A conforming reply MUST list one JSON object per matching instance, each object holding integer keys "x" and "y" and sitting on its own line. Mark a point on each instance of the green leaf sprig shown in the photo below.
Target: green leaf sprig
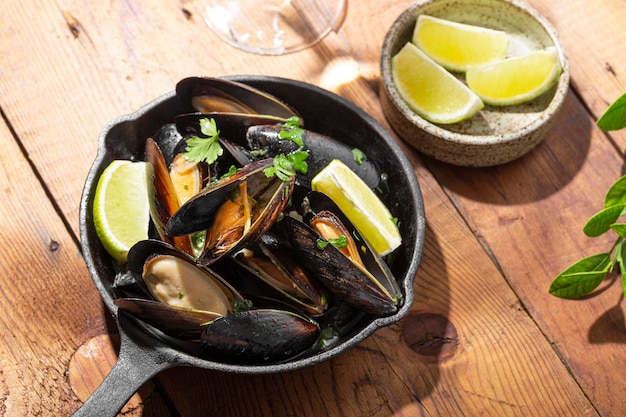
{"x": 204, "y": 149}
{"x": 286, "y": 166}
{"x": 291, "y": 130}
{"x": 585, "y": 275}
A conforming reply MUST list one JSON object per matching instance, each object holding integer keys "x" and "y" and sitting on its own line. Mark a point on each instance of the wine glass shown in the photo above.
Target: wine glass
{"x": 273, "y": 27}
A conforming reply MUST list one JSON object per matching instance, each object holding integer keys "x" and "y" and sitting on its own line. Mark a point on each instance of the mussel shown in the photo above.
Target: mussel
{"x": 265, "y": 284}
{"x": 184, "y": 297}
{"x": 217, "y": 95}
{"x": 354, "y": 273}
{"x": 257, "y": 336}
{"x": 273, "y": 266}
{"x": 322, "y": 149}
{"x": 235, "y": 211}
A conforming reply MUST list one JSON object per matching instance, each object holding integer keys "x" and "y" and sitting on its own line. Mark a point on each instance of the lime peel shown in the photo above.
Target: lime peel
{"x": 516, "y": 80}
{"x": 121, "y": 207}
{"x": 459, "y": 46}
{"x": 360, "y": 204}
{"x": 430, "y": 90}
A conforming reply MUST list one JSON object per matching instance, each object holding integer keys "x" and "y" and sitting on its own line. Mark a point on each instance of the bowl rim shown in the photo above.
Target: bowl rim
{"x": 181, "y": 357}
{"x": 408, "y": 16}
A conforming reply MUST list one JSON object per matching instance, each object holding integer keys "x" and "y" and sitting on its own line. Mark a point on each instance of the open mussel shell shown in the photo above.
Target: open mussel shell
{"x": 217, "y": 95}
{"x": 271, "y": 266}
{"x": 181, "y": 323}
{"x": 370, "y": 287}
{"x": 259, "y": 336}
{"x": 178, "y": 281}
{"x": 270, "y": 195}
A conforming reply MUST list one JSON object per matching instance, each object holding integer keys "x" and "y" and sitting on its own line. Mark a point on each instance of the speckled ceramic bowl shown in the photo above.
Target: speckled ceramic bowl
{"x": 496, "y": 134}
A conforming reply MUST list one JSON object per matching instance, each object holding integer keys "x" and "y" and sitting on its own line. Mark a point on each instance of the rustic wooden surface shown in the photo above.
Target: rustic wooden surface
{"x": 495, "y": 237}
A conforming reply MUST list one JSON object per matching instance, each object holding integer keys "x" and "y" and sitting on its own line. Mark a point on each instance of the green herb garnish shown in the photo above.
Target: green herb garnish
{"x": 339, "y": 242}
{"x": 291, "y": 130}
{"x": 286, "y": 166}
{"x": 204, "y": 149}
{"x": 359, "y": 156}
{"x": 231, "y": 171}
{"x": 614, "y": 118}
{"x": 585, "y": 275}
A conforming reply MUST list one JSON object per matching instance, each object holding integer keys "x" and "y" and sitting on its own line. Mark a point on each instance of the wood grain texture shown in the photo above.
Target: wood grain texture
{"x": 482, "y": 338}
{"x": 44, "y": 286}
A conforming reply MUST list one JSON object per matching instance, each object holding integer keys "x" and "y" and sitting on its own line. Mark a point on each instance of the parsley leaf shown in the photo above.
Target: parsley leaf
{"x": 231, "y": 170}
{"x": 206, "y": 149}
{"x": 286, "y": 166}
{"x": 359, "y": 156}
{"x": 291, "y": 130}
{"x": 339, "y": 242}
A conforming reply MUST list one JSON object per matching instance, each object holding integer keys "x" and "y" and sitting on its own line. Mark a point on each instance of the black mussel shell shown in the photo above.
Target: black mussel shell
{"x": 337, "y": 272}
{"x": 270, "y": 193}
{"x": 259, "y": 336}
{"x": 232, "y": 126}
{"x": 322, "y": 149}
{"x": 205, "y": 95}
{"x": 272, "y": 256}
{"x": 181, "y": 323}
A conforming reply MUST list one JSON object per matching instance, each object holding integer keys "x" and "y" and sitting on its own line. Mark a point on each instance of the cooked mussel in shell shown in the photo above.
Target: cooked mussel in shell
{"x": 274, "y": 267}
{"x": 209, "y": 95}
{"x": 350, "y": 270}
{"x": 183, "y": 295}
{"x": 265, "y": 283}
{"x": 260, "y": 335}
{"x": 235, "y": 211}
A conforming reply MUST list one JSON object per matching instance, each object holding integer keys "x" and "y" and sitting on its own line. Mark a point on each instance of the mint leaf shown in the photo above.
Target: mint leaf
{"x": 620, "y": 229}
{"x": 616, "y": 193}
{"x": 582, "y": 277}
{"x": 601, "y": 222}
{"x": 614, "y": 117}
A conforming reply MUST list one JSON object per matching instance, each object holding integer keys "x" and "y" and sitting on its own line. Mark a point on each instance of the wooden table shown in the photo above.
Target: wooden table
{"x": 483, "y": 337}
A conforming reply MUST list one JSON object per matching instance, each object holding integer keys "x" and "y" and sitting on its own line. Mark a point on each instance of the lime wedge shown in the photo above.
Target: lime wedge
{"x": 458, "y": 46}
{"x": 121, "y": 211}
{"x": 430, "y": 90}
{"x": 360, "y": 204}
{"x": 516, "y": 80}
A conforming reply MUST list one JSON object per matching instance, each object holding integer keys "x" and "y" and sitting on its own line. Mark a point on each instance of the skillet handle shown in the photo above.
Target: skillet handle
{"x": 138, "y": 361}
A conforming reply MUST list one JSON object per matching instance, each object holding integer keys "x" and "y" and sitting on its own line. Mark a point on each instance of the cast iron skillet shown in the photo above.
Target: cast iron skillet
{"x": 144, "y": 351}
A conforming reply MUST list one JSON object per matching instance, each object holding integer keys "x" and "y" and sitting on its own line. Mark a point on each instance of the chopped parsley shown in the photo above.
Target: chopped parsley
{"x": 359, "y": 156}
{"x": 286, "y": 166}
{"x": 204, "y": 149}
{"x": 291, "y": 130}
{"x": 231, "y": 171}
{"x": 338, "y": 242}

-------------------------

Exercise directions:
Arrange every line of the records above as a Markdown table with the columns Row and Line, numbering the rows in order and skipping blank lines. Leave the pictures out of the table.

Task answer:
| Row | Line |
|---|---|
| 1 | A conforming reply MUST list one JSON object per matching instance, each object holding integer keys "x" and "y" and sitting on its own line. Mark a point on each instance of the green leaf sprig shown in the photo below. |
| 2 | Target: green leaf sprig |
| 3 | {"x": 204, "y": 149} |
| 4 | {"x": 286, "y": 166} |
| 5 | {"x": 291, "y": 130} |
| 6 | {"x": 585, "y": 275} |
| 7 | A conforming reply MUST list one JSON object per matching instance, each object holding integer keys "x" and "y" and sitting on its own line. Mark a point on each instance of the wine glass shown in the photo above. |
| 8 | Target: wine glass |
| 9 | {"x": 273, "y": 27} |
| 10 | A conforming reply MUST list one JSON object per matching instance, each object holding integer keys "x" and "y" and sitting on its own line. Mark a point on each instance of the mussel shown in the photo above. |
| 11 | Target: mussel |
| 12 | {"x": 265, "y": 284} |
| 13 | {"x": 184, "y": 297} |
| 14 | {"x": 217, "y": 95} |
| 15 | {"x": 354, "y": 273} |
| 16 | {"x": 257, "y": 336} |
| 17 | {"x": 273, "y": 266} |
| 18 | {"x": 322, "y": 149} |
| 19 | {"x": 235, "y": 211} |
| 20 | A conforming reply MUST list one JSON object per matching instance, each object holding integer keys "x" and "y" and sitting on its own line. Mark a point on each instance of the lime peel shown in the photo above. |
| 21 | Target: lime peel |
| 22 | {"x": 516, "y": 80} |
| 23 | {"x": 121, "y": 207} |
| 24 | {"x": 459, "y": 46} |
| 25 | {"x": 360, "y": 204} |
| 26 | {"x": 430, "y": 90} |
| 27 | A conforming reply MUST list one JSON object per matching instance, each object holding integer keys "x" and "y" and sitting on its own line. Mark a point on each instance of the bowl rim shown in the photo above. |
| 28 | Target: bowl rim |
| 29 | {"x": 181, "y": 357} |
| 30 | {"x": 408, "y": 16} |
| 31 | A conforming reply MUST list one JSON object per matching instance, each object holding integer keys "x" and "y" and sitting on its own line. Mark a point on each instance of the open mussel shell shown in the photo above. |
| 32 | Target: open mussel shell |
| 33 | {"x": 217, "y": 95} |
| 34 | {"x": 271, "y": 266} |
| 35 | {"x": 181, "y": 323} |
| 36 | {"x": 370, "y": 287} |
| 37 | {"x": 259, "y": 336} |
| 38 | {"x": 178, "y": 281} |
| 39 | {"x": 270, "y": 195} |
| 40 | A conforming reply MUST list one JSON object per matching instance, each object holding integer keys "x" and "y" and sitting on its own line. Mark a point on each instance of the speckled ceramic bowl shown in the photo above. |
| 41 | Target: speckled ceramic bowl |
| 42 | {"x": 496, "y": 134} |
| 43 | A conforming reply MUST list one JSON object per matching instance, each object holding integer keys "x" and "y" and sitting on its own line. Mark a point on each instance of the rustic wooden surface shown in the photo above. |
| 44 | Target: rustic wooden surface |
| 45 | {"x": 495, "y": 237} |
| 46 | A conforming reply MUST list one JSON object per matching instance, each object holding integer keys "x" and "y" and sitting on its own line. Mark a point on each instance of the green herb garnish shown in the photo above. |
| 47 | Target: green herb garnish |
| 48 | {"x": 339, "y": 242} |
| 49 | {"x": 291, "y": 130} |
| 50 | {"x": 286, "y": 166} |
| 51 | {"x": 204, "y": 149} |
| 52 | {"x": 359, "y": 156} |
| 53 | {"x": 231, "y": 171} |
| 54 | {"x": 614, "y": 118} |
| 55 | {"x": 585, "y": 275} |
| 56 | A conforming reply MUST list one JSON object per matching instance, each object holding integer keys "x" and "y" and sitting on its own line. Mark a point on each instance of the wood grain texture shown in the photo above. |
| 57 | Target: wood grain texture |
| 58 | {"x": 482, "y": 338} |
| 59 | {"x": 44, "y": 286} |
| 60 | A conforming reply MUST list one JSON object per matching instance, each object holding integer keys "x" and "y" and sitting on its own line. Mark a point on each instance of the parsley leaf shown in the photo above. |
| 61 | Target: parsley leaf |
| 62 | {"x": 231, "y": 170} |
| 63 | {"x": 206, "y": 149} |
| 64 | {"x": 286, "y": 166} |
| 65 | {"x": 359, "y": 156} |
| 66 | {"x": 291, "y": 130} |
| 67 | {"x": 339, "y": 242} |
| 68 | A conforming reply MUST list one JSON object per matching instance, each object holding integer keys "x" and "y" and sitting on its own line. Mark a point on each instance of the black mussel shell shown in the photo above. |
| 69 | Target: black mussel shell |
| 70 | {"x": 337, "y": 272} |
| 71 | {"x": 270, "y": 193} |
| 72 | {"x": 259, "y": 336} |
| 73 | {"x": 232, "y": 126} |
| 74 | {"x": 322, "y": 149} |
| 75 | {"x": 205, "y": 95} |
| 76 | {"x": 272, "y": 256} |
| 77 | {"x": 181, "y": 323} |
| 78 | A conforming reply MUST list one JSON object per matching instance, each object holding integer keys "x" and "y" and sitting on its own line. Mark a point on each instance of the cooked mussel in shell shown in the photo above. |
| 79 | Target: cooked mussel in shell |
| 80 | {"x": 274, "y": 267} |
| 81 | {"x": 209, "y": 95} |
| 82 | {"x": 350, "y": 270} |
| 83 | {"x": 183, "y": 295} |
| 84 | {"x": 265, "y": 283} |
| 85 | {"x": 260, "y": 335} |
| 86 | {"x": 235, "y": 211} |
| 87 | A conforming reply MUST list one JSON object per matching instance, each object holding integer keys "x" and "y" and sitting on its own line. Mark a point on each instance of the mint leaf shown in the photo above. |
| 88 | Target: mint leaf |
| 89 | {"x": 620, "y": 229} |
| 90 | {"x": 616, "y": 193} |
| 91 | {"x": 582, "y": 277} |
| 92 | {"x": 601, "y": 222} |
| 93 | {"x": 614, "y": 117} |
| 94 | A conforming reply MUST list one JSON object per matching instance, each object holding integer keys "x" and "y" and sitting on its own line. Mark a point on each instance of the wooden table shown in the photo above. |
| 95 | Target: wooden table |
| 96 | {"x": 483, "y": 337} |
| 97 | A conforming reply MUST list one JSON object per matching instance, each object holding integer keys "x" and "y" and sitting on its own line. Mark a point on each instance of the lime wedge shown in the photo above. |
| 98 | Target: lime wedge |
| 99 | {"x": 458, "y": 46} |
| 100 | {"x": 121, "y": 211} |
| 101 | {"x": 430, "y": 90} |
| 102 | {"x": 360, "y": 204} |
| 103 | {"x": 516, "y": 80} |
| 104 | A conforming reply MUST list one JSON object per matching instance, each object holding integer keys "x" and "y" and sitting on its own line. Mark a point on each instance of the skillet handle shown in the photo above. |
| 105 | Target: skillet handle |
| 106 | {"x": 138, "y": 361} |
| 107 | A conforming reply MUST list one JSON object per matching instance, each object holding integer keys "x" and "y" and sitting on its own line. Mark a point on each instance of the cast iron skillet shown in the photo above. |
| 108 | Target: cast iron skillet |
| 109 | {"x": 144, "y": 351} |
| 110 | A conforming reply MUST list one JSON object per matching instance, each object holding integer keys "x" and "y" and sitting on its own line. Mark a point on each instance of the chopped parsley shown in the photo above. |
| 111 | Target: chopped parsley |
| 112 | {"x": 359, "y": 156} |
| 113 | {"x": 286, "y": 166} |
| 114 | {"x": 204, "y": 149} |
| 115 | {"x": 291, "y": 130} |
| 116 | {"x": 231, "y": 171} |
| 117 | {"x": 338, "y": 242} |